I need the number of lines in the listing below that include the string "hair", and only that number.

───── RECORD EXTRACTS

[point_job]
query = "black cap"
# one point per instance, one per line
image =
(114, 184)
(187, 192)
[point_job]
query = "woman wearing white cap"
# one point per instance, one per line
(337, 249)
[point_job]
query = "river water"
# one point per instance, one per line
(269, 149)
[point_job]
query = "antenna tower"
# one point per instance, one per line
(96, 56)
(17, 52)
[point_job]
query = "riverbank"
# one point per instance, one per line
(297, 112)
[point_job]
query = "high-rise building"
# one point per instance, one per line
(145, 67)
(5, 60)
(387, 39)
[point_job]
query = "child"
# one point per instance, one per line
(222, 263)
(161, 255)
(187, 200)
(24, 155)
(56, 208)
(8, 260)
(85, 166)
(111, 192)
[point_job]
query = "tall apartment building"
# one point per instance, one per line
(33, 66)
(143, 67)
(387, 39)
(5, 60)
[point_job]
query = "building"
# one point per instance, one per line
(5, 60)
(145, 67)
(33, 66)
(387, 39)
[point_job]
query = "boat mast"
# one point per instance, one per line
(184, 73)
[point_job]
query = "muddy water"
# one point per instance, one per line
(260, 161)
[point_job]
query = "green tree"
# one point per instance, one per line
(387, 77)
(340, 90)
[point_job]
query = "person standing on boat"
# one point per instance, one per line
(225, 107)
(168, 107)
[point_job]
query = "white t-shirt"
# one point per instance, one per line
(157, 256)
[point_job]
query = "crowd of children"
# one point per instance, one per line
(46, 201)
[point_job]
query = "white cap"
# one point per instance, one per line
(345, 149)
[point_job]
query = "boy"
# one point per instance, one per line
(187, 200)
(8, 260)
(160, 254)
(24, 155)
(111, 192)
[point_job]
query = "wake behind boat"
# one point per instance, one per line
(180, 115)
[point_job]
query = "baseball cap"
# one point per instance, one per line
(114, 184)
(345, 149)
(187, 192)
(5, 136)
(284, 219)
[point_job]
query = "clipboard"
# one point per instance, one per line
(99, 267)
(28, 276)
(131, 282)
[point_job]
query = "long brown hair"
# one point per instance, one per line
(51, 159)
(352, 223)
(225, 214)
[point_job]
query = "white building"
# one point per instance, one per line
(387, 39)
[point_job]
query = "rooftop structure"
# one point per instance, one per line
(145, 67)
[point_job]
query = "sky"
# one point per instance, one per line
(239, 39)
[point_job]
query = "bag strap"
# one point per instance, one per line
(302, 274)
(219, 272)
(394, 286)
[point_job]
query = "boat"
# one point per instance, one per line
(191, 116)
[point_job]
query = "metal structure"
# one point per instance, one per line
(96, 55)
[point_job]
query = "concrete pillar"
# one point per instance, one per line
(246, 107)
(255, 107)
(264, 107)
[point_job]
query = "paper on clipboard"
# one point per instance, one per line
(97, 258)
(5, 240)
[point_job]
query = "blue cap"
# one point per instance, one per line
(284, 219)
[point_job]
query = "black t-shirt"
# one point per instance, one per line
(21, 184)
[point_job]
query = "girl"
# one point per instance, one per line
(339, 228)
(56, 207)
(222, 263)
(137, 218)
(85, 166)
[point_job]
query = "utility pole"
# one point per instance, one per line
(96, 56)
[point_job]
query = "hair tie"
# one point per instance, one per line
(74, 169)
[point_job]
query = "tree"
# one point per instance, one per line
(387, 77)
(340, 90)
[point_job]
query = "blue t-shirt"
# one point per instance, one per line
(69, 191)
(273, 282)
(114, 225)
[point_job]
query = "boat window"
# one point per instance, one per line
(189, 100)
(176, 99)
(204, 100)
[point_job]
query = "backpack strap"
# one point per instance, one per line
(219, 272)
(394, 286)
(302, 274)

──────────
───── RECORD EXTRACTS

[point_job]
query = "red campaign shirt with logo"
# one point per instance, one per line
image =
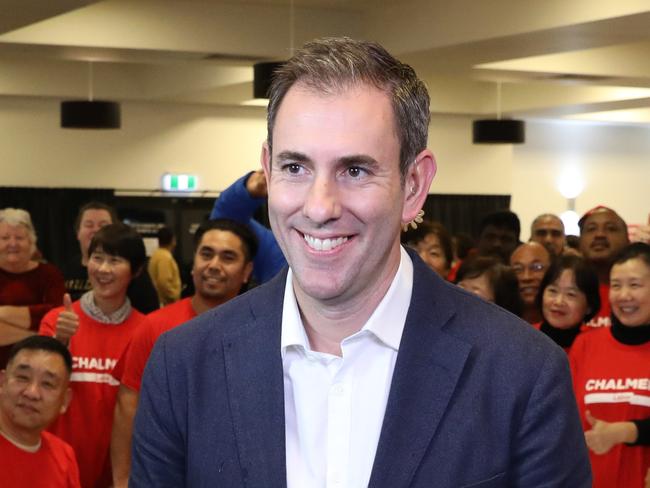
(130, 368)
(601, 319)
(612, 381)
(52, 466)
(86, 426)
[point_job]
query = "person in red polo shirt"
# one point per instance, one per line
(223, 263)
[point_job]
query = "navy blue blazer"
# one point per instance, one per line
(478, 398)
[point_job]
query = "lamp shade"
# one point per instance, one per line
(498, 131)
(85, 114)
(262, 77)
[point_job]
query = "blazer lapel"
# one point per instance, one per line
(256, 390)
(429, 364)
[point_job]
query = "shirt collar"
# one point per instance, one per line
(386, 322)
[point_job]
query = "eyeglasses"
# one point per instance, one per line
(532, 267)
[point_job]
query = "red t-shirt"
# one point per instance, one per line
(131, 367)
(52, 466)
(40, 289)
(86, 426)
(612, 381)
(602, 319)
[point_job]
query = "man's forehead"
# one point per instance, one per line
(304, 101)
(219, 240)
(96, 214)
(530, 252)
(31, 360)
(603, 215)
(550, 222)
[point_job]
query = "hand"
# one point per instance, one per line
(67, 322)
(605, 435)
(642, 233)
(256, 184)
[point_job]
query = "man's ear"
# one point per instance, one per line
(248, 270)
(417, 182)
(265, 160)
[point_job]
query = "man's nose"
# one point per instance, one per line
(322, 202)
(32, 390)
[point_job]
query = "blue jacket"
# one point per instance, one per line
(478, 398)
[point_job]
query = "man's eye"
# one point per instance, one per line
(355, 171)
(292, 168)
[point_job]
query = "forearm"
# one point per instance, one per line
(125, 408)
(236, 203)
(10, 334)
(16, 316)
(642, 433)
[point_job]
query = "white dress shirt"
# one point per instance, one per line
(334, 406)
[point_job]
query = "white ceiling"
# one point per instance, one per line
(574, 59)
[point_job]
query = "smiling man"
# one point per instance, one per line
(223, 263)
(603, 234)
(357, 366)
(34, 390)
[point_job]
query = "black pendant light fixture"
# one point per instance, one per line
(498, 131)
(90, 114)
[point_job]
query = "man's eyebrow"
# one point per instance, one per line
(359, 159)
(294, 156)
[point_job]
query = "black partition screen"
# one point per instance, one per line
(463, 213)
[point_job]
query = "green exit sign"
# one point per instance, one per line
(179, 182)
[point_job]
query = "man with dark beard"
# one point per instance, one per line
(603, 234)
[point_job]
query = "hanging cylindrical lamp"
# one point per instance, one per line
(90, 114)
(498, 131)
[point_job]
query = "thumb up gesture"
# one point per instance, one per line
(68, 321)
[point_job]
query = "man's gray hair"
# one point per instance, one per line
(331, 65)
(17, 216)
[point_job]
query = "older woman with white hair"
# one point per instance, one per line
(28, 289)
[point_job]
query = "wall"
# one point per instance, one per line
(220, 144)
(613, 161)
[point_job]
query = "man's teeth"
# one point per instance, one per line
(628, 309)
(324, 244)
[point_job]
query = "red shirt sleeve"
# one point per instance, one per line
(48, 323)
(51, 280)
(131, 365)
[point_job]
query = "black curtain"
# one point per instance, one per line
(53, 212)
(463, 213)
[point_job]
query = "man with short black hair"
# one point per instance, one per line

──────────

- RESULT:
5